* [What you should do]:
From the records, pick out and copy each line containing "mushroom".

* [Input for this task]:
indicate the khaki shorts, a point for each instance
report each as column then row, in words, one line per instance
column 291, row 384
---
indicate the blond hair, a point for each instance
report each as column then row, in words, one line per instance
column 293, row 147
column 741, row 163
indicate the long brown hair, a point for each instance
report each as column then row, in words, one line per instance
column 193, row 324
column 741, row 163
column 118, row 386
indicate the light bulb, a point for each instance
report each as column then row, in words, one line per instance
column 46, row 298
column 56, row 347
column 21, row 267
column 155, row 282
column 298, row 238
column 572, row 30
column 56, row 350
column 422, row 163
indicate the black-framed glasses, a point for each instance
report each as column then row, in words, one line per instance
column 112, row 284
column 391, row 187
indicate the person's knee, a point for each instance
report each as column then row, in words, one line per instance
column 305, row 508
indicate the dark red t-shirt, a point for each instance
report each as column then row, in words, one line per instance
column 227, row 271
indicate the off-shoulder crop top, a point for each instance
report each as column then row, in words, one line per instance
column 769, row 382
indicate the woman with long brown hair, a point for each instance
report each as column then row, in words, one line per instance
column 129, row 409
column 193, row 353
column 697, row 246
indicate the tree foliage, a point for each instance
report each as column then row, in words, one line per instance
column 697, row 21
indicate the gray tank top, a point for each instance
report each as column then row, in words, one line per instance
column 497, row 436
* * *
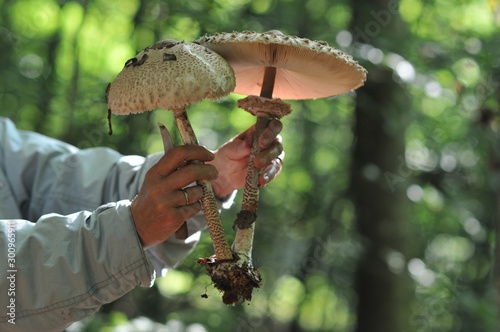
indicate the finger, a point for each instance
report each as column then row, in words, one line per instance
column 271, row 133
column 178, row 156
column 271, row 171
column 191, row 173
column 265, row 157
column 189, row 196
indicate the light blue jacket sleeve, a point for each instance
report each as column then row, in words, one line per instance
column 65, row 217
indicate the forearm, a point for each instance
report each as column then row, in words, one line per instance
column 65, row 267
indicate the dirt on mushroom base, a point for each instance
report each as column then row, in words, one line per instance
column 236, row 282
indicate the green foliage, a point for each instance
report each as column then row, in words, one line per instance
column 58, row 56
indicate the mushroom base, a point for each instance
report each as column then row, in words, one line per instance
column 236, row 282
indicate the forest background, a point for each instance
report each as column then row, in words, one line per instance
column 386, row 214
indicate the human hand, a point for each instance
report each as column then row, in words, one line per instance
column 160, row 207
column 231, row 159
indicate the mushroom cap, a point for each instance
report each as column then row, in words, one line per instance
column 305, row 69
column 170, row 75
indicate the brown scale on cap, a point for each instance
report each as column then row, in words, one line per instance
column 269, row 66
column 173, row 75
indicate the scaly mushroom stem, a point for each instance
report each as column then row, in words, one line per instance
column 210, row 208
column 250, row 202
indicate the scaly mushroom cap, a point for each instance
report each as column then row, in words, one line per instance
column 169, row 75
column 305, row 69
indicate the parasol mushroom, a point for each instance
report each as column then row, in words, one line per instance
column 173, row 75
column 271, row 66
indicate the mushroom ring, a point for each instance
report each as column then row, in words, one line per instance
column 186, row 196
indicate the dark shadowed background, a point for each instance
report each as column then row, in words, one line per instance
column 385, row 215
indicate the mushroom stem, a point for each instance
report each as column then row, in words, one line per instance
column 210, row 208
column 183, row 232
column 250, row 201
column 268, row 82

* [Finished exercise]:
indicate the dirt on mushroom base, a point for each instance
indicate the mushroom base, a point for each instance
indicate the mushroom cap, a point for each instance
indicate the scaly mushroom stem, a point for each instance
indicate the scaly mushroom cap, a point for each instance
indicate the parasol mushroom, a point for each instance
indicate the mushroom ring, a point for each instance
indicate the mushroom stem, a point for each instance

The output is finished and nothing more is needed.